Location labeling records
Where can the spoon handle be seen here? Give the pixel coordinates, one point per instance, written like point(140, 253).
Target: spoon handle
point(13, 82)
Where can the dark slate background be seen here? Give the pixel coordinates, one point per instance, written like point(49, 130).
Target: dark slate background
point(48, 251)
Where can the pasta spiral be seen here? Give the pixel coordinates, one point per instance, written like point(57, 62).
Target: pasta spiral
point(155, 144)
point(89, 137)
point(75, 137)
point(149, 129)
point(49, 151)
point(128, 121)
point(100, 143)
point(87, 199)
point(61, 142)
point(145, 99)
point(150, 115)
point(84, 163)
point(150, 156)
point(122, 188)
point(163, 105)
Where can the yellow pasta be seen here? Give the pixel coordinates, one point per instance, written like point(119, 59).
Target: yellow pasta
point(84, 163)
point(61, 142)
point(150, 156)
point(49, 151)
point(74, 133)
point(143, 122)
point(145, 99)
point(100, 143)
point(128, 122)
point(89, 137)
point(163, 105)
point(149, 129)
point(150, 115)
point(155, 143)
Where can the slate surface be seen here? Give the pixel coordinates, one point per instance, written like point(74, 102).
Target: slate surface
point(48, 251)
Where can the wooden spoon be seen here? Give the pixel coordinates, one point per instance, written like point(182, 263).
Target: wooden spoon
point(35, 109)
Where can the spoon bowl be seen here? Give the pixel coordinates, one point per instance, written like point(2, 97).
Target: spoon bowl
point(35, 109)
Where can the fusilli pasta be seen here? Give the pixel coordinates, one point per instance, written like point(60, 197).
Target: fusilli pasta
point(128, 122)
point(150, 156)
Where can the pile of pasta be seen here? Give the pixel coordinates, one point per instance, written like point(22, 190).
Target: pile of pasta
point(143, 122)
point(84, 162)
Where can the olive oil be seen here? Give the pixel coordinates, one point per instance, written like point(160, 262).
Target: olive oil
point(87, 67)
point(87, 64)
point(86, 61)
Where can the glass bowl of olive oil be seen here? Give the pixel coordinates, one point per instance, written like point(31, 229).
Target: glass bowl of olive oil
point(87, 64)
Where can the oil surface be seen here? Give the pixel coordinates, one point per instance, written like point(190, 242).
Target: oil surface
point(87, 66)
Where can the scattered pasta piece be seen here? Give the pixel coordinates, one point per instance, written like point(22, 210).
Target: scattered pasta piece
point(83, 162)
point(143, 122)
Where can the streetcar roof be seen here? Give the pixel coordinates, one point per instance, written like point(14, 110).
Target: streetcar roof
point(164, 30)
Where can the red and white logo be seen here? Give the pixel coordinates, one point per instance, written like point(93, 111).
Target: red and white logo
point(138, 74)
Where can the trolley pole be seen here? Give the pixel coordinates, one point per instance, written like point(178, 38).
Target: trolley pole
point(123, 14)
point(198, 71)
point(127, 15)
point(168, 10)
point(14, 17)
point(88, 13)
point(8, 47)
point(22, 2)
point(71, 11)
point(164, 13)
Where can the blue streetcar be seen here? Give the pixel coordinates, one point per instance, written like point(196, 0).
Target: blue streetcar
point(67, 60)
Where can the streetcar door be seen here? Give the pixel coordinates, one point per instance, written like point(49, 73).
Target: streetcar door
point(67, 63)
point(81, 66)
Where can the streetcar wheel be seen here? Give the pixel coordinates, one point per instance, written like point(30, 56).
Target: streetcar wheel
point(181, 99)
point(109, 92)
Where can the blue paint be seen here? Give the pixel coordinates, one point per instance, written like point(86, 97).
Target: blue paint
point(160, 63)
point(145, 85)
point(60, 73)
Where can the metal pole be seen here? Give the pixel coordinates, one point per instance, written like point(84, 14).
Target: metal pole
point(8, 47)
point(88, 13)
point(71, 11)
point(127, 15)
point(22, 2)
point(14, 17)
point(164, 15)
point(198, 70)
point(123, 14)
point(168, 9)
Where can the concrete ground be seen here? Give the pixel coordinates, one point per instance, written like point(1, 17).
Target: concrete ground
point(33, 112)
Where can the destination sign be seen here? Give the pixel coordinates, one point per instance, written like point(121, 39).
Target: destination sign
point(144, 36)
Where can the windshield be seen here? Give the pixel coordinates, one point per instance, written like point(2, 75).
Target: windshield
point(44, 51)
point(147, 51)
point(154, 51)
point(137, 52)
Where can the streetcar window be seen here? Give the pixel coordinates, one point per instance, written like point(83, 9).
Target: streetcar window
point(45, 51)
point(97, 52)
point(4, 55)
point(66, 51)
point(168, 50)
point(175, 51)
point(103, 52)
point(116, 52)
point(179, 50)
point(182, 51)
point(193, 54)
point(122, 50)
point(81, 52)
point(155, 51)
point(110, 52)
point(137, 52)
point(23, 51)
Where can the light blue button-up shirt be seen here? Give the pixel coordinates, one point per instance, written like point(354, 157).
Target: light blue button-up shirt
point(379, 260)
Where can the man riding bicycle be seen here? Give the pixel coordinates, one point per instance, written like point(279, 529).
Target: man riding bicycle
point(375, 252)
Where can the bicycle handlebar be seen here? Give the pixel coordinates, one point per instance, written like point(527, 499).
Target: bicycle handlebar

==

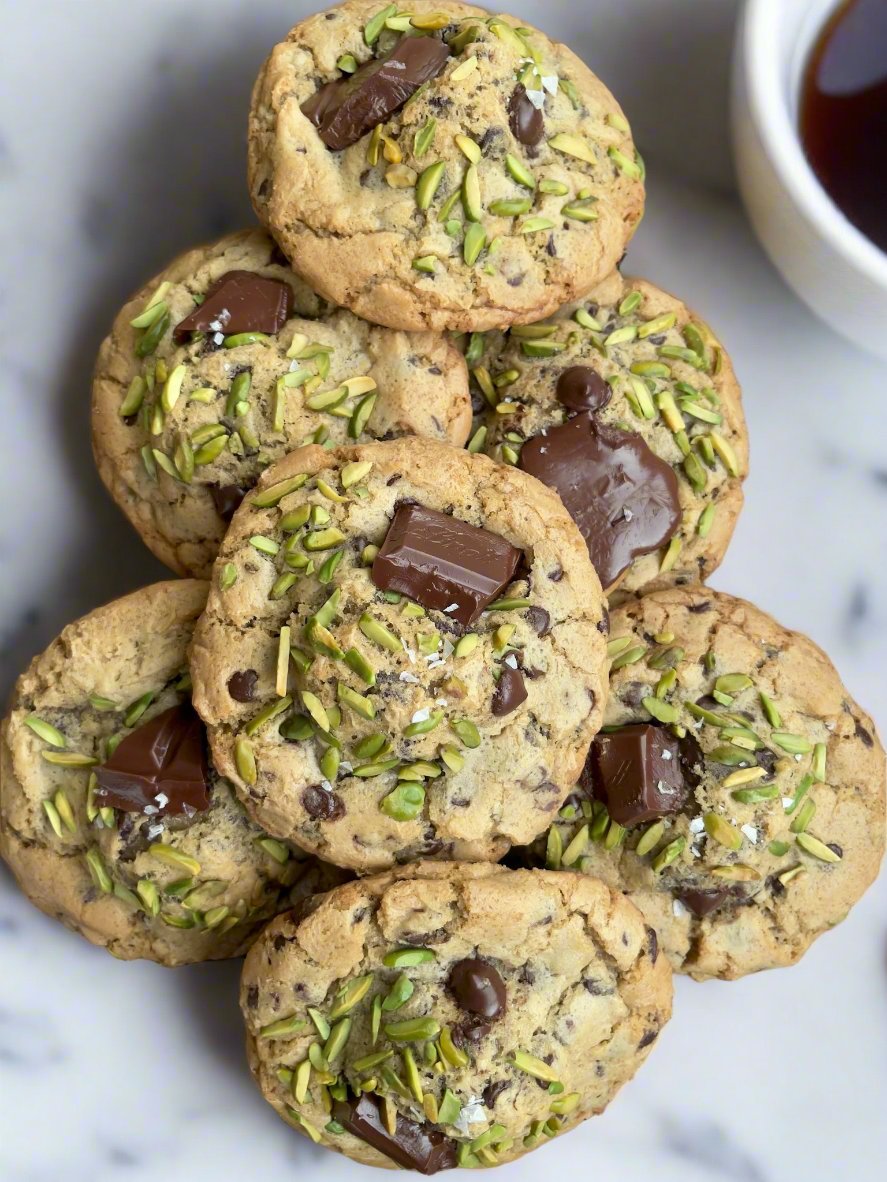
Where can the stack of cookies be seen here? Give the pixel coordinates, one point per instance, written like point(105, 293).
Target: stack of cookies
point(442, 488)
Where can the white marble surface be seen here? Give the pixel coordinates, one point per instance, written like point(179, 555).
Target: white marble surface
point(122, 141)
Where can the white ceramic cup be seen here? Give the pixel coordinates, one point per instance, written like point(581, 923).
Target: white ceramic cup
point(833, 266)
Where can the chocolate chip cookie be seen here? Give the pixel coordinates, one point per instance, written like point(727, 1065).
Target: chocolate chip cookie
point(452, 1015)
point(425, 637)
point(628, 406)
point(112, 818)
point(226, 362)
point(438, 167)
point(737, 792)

● Task:
Retype the lines verbatim, beginning with the line that contains "Where can the bicycle" and continuing through the line that contains "Target: bicycle handlebar".

● Solved exercise:
Where can the bicycle handlebar be seen here? Give the pixel coordinates, one point per instance, written like point(527, 499).
Target: bicycle handlebar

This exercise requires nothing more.